Énoncé écrit A
Répondez aux questions suivantes à partir du récit de la première séance Trouve Ta Voix.
(i) Dans quelle salle le surveillant invite-t-il à se rendre ?
(ii) Depuis combien d'années la personne qui raconte a-t-elle quitté le lycée ?
(iii) À combien d'élèves la formation est-elle d'abord donnée ?
Énoncé écrit B
Poursuivez le récit de la première séance Trouve Ta Voix après sa dernière phrase.

Extrait du document
- - -

15 janvier 2022. Je traverse le parvis du lycée professionnel d’A., puis passe les portes qu’un surveillant est en train de tenir. Hélant les quelques élèves retardataires qui ne sont pas encore entrés dans l’établissement, le surveillant pose ensuite son regard sur moi et me demande, une pointe de suspicion dans la voix : « Vous êtes une élève ? » Et à moi de lui répondre : « Non, formatrice Trouve Ta Voix. Je cherche la classe de Madame F. » Rassuré, mon interlocuteur m’invite à monter au premier étage et à me rendre en salle 113. Je m’exécute en le remerciant, sous le regard amusé de quelques élèves encore présents dans le hall d’entrée. L’un d’entre eux invite ses camarades à se rendre à la cantine, d’où me parviennent d’appétissantes effluves. 


En effet, il est midi : l’heure pour moi de dispenser ma toute première séance auprès d’une des classes de seconde de Madame F. Si j’ambitionne de transmettre à ses élèves les clefs de la prise de parole en public, cette première séance a pour but essentiel de permettre aux élèves de me connaître, de prendre connaissance de l’association Trouve Ta Voix et, surtout, de co-construire un espace bienveillant dans lequel chacune et chacun pourra s’exprimer en toute liberté. 


Alors que je me remémore les objectifs de ma première intervention, un nouveau groupe d’élèves m’intercepte dans les escaliers menant vers le premier étage : « Eh tu sais si Monsieur D. est absent ? » Je réalise qu’on s’adresse à moi et répond tranquillement que non, je n’en sais rien. Décidément, je fais vraiment plus jeune que mon âge. Cela va faire cinq ans que j’ai quitté le lycée mais devant ces adolescents, là, tout de suite, j’ai l’impression d’y être encore. Tout me rappelle le secondaire : du revêtement caoutchouteux qui tapisse le sol (identique à celui de mon lycée), aux rires qui fusent dans le couloir du premier étage, tout y est. 


Au retentissement de la sonnerie, je me hâte de rejoindre la salle 113. La porte de la salle comprend une fenêtre, de laquelle j’aperçois mes futures « élèves ». Madame F. se tient debout sur l’estrade, rappelant à ses élèves de ne pas oublier l’évaluation de jeudi prochain. Mais son auditoire n’est déjà plus attentif : la sonnerie, annonciatrice de la pause déjeuner pour une moitié de la classe, les a plongés dans un état d’excitation intense. Je ne donnerai ma formation qu’à quinze élèves, avant de la proposer à l’autre demi-groupe, après le déjeuner.

- - -

Données fournies

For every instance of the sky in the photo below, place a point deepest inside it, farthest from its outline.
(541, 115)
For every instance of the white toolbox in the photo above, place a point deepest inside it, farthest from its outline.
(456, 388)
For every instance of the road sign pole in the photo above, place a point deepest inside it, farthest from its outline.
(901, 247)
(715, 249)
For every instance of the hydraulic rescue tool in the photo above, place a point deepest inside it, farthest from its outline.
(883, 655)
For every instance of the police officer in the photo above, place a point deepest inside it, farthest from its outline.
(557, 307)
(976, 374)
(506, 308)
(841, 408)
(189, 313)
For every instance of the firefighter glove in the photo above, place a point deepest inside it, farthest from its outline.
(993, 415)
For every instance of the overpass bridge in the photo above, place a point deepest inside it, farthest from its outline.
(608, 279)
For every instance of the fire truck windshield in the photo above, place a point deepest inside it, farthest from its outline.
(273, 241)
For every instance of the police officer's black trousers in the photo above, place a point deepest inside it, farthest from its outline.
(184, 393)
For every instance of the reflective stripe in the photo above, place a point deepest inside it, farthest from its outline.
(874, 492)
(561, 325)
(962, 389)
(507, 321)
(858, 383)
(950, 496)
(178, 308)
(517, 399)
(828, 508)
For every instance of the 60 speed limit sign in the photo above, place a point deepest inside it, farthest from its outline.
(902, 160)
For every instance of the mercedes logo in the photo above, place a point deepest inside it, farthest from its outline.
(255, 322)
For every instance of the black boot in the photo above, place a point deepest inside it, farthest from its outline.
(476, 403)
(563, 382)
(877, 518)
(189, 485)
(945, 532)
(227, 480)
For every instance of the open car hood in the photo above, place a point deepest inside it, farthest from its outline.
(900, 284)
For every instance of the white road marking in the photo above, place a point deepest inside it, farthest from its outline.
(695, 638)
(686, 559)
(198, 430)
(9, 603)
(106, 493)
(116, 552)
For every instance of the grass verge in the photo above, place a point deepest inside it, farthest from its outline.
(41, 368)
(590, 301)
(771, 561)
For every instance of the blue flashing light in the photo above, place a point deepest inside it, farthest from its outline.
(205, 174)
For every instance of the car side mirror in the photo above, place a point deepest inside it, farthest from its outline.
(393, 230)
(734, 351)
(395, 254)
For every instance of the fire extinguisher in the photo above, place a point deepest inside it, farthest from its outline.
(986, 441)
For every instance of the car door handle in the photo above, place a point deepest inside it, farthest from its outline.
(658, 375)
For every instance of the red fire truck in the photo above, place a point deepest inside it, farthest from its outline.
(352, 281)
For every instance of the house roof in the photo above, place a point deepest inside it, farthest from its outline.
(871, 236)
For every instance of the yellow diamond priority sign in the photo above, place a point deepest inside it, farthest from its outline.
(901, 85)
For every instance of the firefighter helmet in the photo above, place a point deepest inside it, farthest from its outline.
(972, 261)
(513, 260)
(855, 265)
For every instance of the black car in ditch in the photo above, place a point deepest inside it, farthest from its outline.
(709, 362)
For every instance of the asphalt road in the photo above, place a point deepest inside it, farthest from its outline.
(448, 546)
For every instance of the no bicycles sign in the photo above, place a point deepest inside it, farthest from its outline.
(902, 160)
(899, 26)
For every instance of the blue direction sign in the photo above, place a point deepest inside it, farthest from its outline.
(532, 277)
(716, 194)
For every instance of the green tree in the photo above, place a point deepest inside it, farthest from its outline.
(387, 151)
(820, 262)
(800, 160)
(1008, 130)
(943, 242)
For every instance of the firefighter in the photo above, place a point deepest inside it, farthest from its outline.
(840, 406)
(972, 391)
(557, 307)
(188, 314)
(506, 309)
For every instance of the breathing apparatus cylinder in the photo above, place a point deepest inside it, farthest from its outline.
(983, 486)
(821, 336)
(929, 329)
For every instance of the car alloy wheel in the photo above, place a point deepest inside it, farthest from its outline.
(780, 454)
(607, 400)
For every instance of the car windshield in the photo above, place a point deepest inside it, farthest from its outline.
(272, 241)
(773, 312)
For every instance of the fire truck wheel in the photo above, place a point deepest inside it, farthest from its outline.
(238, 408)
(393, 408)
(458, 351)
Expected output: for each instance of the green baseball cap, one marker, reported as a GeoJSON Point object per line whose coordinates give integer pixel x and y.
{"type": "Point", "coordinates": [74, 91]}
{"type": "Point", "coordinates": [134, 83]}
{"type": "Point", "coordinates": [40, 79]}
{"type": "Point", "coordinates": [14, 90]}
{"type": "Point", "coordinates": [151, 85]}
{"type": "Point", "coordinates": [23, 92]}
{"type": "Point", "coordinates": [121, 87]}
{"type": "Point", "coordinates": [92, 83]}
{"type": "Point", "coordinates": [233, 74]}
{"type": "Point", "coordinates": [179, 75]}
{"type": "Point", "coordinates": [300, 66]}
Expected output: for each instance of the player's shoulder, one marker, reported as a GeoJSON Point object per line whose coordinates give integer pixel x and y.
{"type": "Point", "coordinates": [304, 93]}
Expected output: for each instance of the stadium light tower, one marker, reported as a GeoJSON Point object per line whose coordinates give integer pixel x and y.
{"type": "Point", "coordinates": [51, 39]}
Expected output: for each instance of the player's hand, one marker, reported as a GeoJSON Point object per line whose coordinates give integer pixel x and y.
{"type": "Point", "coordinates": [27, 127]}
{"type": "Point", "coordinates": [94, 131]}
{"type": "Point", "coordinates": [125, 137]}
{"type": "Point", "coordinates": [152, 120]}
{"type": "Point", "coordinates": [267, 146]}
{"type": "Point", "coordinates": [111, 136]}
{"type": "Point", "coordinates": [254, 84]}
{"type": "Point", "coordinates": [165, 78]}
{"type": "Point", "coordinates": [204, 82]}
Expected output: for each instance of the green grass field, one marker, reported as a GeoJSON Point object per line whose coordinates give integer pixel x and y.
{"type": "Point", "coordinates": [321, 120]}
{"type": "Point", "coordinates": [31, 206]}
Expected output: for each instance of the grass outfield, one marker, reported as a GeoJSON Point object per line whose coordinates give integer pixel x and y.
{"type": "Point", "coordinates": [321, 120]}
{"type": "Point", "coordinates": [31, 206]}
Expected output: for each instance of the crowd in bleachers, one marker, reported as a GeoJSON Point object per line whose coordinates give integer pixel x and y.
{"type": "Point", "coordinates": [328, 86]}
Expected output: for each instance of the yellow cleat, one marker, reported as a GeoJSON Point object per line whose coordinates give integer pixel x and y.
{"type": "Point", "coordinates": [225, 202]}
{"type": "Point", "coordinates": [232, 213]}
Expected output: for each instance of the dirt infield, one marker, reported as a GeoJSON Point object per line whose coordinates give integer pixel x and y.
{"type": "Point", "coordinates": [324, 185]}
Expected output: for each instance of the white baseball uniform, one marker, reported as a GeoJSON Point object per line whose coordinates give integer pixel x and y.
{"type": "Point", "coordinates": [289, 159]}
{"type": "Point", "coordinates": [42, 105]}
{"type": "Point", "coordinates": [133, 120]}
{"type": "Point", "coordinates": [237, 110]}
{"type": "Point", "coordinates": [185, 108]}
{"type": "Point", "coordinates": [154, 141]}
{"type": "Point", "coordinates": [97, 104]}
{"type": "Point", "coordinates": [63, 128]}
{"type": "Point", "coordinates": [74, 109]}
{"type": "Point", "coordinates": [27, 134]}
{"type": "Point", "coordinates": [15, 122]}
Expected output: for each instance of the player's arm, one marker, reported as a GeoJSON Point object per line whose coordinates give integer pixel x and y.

- - -

Résultat de la tâche A
(i) En salle 113, au premier étage.
(ii) Depuis cinq ans.
(iii) À quinze élèves.

Résultat de la tâche B
J’hésite encore sur le pas de la porte, lorsqu’une élève m’aperçoit et m’annonce au reste de la classe : « Y’a la dame ! » Je comprends immédiatement que « la dame », c’est moi. Il y a cinq minutes à peine je passais pour une lycéenne, désormais me voilà hissée au rang de « professeure ». Mais que ce soit bien clair : je suis formatrice, pas professeure. Tout ce que je souhaite moi, c’est créer des temps d’échanges avec les élèves, leur donner des clefs pour s’exprimer en bonne et due forme, les inciter à avoir confiance en ce qu’ils ont a dire et à faire porter leur voix. Il faudrait aussi que je leur rappelle l’existence du concours d’éloquence Trouve Ta Voix et que… « Ah oui, là voilà ! Entrez entrez, on finit tout juste le cours ! » Madame F. m’interrompt dans mes pensées et m’invite à prendre place sur l’estrade. 


Je m’avance, silence de plomb. Grande inspiration. Je m’apprête à leur prononcer le petit discours que j’avais préparé quelques semaines plus tôt, lorsque l’association Trouve Ta Voix m’a formée. Mais au moment d’entamer mon récit, voilà qu’une multitude de souvenirs, datant du lycée, me reviennent à l’esprit : 


Lorsque que le professeur demandait qui souhaitait passer le premier en exposé mais que personne ne se proposait, parce que monter sur l’estrade devant tout le monde, c’était très impressionnant. 


Lorsque j’avais la réponse à une question d’un professeur mais que je n’osais pas lever la main, par crainte que les 30 élèves de ma classe braquent leurs regards sur moi. 


Lorsque je procrastinais totalement mes révisions, parce que je pensais que celles-ci ne serviraient à rien et ne me permettraient pas d’éviter une mauvaise note. 


Lorsqu’il était question d’élire les délégués de classe, qu’une part de moi s’imaginait me présenter, mais qu’elle était tout de suite étouffée par l’assurance de celles et ceux qui se portaient instantanément candidats.


Lorsque une opinion me brûlait les lèvres mais qu’il me fallait 30 secondes de préparation dans ma tête avant de lever la main pour la soumettre aux autres et que le professeur avait déjà eu le temps de passer à un autre sujet.


Lorsque le professeur lisait une excellente copie devant toute la classe et qu’un sentiment ambivalent m’habitait : si c’était la copie d’un autre, la déception de ne jamais être lue ; si c’était ma copie, la honte d’être réellement entendue.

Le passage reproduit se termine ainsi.